__Records shown__:
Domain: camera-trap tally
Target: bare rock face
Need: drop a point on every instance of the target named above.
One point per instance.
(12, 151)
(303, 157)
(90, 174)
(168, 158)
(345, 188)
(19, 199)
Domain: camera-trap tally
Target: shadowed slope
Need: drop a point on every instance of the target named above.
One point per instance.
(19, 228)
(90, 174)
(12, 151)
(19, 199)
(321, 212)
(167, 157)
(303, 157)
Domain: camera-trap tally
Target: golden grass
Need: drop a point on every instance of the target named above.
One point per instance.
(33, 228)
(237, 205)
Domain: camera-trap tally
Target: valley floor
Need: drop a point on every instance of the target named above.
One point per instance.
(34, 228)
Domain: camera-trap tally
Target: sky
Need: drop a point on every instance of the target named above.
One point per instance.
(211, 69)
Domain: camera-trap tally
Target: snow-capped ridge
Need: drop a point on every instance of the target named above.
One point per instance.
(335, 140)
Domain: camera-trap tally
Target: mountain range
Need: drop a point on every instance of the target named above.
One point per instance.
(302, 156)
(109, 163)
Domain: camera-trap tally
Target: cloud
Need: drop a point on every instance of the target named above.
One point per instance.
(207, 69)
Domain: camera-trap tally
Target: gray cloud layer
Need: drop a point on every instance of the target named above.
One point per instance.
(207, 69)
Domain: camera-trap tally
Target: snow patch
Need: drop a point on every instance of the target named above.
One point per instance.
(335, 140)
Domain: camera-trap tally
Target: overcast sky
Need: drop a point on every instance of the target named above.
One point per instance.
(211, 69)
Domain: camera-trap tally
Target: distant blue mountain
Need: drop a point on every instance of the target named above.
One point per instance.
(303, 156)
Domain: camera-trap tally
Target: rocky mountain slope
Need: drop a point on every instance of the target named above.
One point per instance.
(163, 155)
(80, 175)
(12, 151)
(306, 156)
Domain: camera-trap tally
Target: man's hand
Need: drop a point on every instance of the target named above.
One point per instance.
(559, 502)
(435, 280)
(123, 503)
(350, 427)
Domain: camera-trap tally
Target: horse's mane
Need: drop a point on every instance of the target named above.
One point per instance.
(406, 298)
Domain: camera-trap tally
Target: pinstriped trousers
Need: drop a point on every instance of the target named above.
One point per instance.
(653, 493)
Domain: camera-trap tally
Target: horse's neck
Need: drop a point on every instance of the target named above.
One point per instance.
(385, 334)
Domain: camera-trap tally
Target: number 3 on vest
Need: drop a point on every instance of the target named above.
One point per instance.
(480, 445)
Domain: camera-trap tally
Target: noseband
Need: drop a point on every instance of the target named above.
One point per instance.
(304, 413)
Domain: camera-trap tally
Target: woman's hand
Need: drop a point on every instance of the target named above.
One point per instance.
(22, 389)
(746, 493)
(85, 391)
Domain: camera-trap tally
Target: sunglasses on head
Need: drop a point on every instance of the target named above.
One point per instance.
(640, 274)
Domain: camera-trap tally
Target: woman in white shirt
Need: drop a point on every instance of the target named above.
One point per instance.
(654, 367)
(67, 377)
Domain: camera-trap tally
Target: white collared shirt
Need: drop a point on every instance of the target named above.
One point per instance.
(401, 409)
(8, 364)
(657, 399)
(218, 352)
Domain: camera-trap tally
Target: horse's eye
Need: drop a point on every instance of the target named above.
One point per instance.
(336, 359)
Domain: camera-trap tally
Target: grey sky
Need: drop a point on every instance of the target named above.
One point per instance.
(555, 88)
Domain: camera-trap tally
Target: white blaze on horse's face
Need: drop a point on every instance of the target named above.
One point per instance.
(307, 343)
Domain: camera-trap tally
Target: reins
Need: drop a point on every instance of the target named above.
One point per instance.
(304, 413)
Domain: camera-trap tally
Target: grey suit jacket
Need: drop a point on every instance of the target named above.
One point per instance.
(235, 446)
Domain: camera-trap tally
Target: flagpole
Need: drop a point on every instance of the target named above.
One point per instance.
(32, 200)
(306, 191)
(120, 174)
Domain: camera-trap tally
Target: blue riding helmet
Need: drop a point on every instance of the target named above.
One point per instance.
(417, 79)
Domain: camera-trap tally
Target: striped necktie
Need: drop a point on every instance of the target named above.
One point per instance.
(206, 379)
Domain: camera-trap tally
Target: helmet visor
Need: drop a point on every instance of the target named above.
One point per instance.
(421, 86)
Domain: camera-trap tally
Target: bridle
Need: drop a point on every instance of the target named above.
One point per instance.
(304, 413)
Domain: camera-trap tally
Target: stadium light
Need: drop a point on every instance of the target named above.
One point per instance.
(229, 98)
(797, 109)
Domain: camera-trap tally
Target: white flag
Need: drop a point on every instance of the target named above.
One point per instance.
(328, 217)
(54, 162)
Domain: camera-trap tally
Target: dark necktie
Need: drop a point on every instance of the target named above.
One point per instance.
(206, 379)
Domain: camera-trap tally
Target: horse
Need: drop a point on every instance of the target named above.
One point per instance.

__Objective__: Repeat each entry word for word.

__Full answer__:
Domain: camera-trap tally
Target: bare rock face
Need: drop a point on every instance of the target named above.
One point per instance.
(12, 151)
(303, 157)
(90, 174)
(168, 158)
(345, 188)
(19, 199)
Domain: camera-trap tally
Target: shadowed slope
Need: drop a point on every instance of the target named above.
One point per instance.
(19, 228)
(90, 174)
(12, 151)
(19, 199)
(321, 212)
(167, 157)
(303, 157)
Domain: camera-trap tally
Target: golden grass
Need: drop a point on every instance of the target named above.
One point per instance.
(33, 228)
(237, 205)
Domain: camera-trap tally
Target: valley floor
Need: drop a point on every instance of the target named above.
One point per instance.
(34, 228)
Domain: camera-trap tally
Target: sky
Need: drop a point on every instance of the target named above.
One point per instance.
(211, 69)
Domain: camera-trap tally
Target: snow-capped ridge
Need: drop a point on every instance of the target named above.
One point per instance.
(335, 140)
Domain: camera-trap tally
Target: mountain range
Need: drop a point on every instance of the target named above.
One point per instance.
(302, 156)
(109, 163)
Domain: camera-trap tally
Target: cloud
Need: drop a point on every instance of the target named above.
One point per instance.
(207, 69)
Domain: camera-trap tally
Target: gray cloud layer
Need: drop a point on every instance of the target named above.
One point per instance.
(207, 69)
Domain: camera-trap tally
Target: snow patch
Need: drop a point on every instance of the target named above.
One point per instance.
(335, 140)
Domain: camera-trap tally
Target: overcast sky
Need: drop a point on every instance of the target named above.
One point per instance.
(211, 69)
Domain: camera-trap tally
Target: distant blue mountain
Need: drop a point on every instance of the target named above.
One point per instance.
(303, 156)
Domain: camera-trap tally
Target: rocky mountain slope
Need: drop a point on every instance of the target named above.
One point per instance.
(163, 155)
(80, 175)
(12, 151)
(306, 156)
Domain: camera-trap tally
Target: man's hand
Need: drop a point on every instance of the target named above.
One point per instance.
(559, 502)
(435, 280)
(123, 503)
(350, 427)
Domain: camera-trap tally
Target: horse's mane
Need: drop a point on every instance of the target named above.
One point per instance.
(406, 298)
Domain: camera-trap tally
Target: pinstriped trousers
Need: drop a point on every instance of the target named above.
One point per instance.
(653, 493)
Domain: camera-trap tally
Target: horse's neck
Need: drop a point on every instance of the target named above.
One point per instance.
(385, 334)
Domain: camera-trap tally
Target: number 3 on vest
Need: drop a point on every instance of the target named above.
One point per instance.
(480, 445)
Domain: camera-trap tally
Target: noseband
Need: drop a point on every instance of the target named above.
One point per instance.
(304, 413)
Domain: camera-trap tally
Target: woman's hand
Need: drop a point on every instance of the target named above.
One point per instance.
(22, 389)
(746, 493)
(85, 391)
Domain: camera-trap tally
Target: sunglasses on head
Need: drop a point on every instance of the target named above.
One point per instance.
(640, 274)
Domain: camera-trap tally
Target: woman in white shirt
Need: drop a point on every instance of the target named above.
One point per instance.
(654, 367)
(67, 377)
Domain: camera-trap tally
Target: white collared shirt
Need: drop a point on every instance of the target named above.
One point per instance.
(401, 409)
(8, 364)
(657, 399)
(218, 352)
Domain: camera-trap tally
Target: horse's eye
Need: drop a point on every instance of the target named above.
One point per instance.
(336, 359)
Domain: camera-trap tally
Target: grey sky
Need: drop a point on every instance of the target named above.
One point per instance.
(555, 88)
Domain: camera-trap tally
Target: white blaze on horse's face
Need: drop a point on every instance of the target named above.
One point per instance.
(307, 343)
Domain: camera-trap tally
Target: reins
Need: drop a point on every instance of the target named above.
One point per instance.
(304, 413)
Domain: camera-trap tally
Target: grey suit jacket
Need: drop a point on every instance of the target named above.
One point per instance.
(235, 446)
Domain: camera-trap tally
Target: flagpole
Need: drop a point on every instance of the target named above.
One point per instance.
(32, 200)
(306, 191)
(120, 174)
Domain: camera-trap tally
Target: blue riding helmet
Need: drop a point on every instance of the target named above.
One point per instance.
(417, 79)
Domain: camera-trap tally
Target: striped necktie
Need: drop a point on every instance of the target named above.
One point per instance.
(206, 379)
Domain: camera-trap tally
Target: helmet visor
Need: drop a point on every instance of the target named above.
One point per instance.
(421, 86)
Domain: camera-trap tally
Target: bridle
Need: drop a point on every instance of the target named above.
One point per instance.
(304, 413)
Domain: camera-trap tally
Target: stadium light
Need: drop a point on every instance of the target named above.
One point per instance.
(229, 98)
(797, 109)
Domain: camera-trap tally
Target: white flag
Need: drop a point on every instance of the target named above.
One point per instance.
(328, 217)
(54, 162)
Domain: camera-trap tally
Target: dark necktie
Need: drop a point on every instance of the target named above.
One point per instance.
(206, 379)
Domain: camera-trap tally
Target: horse
Need: drop a point on every instance of the target named above.
One point per instance.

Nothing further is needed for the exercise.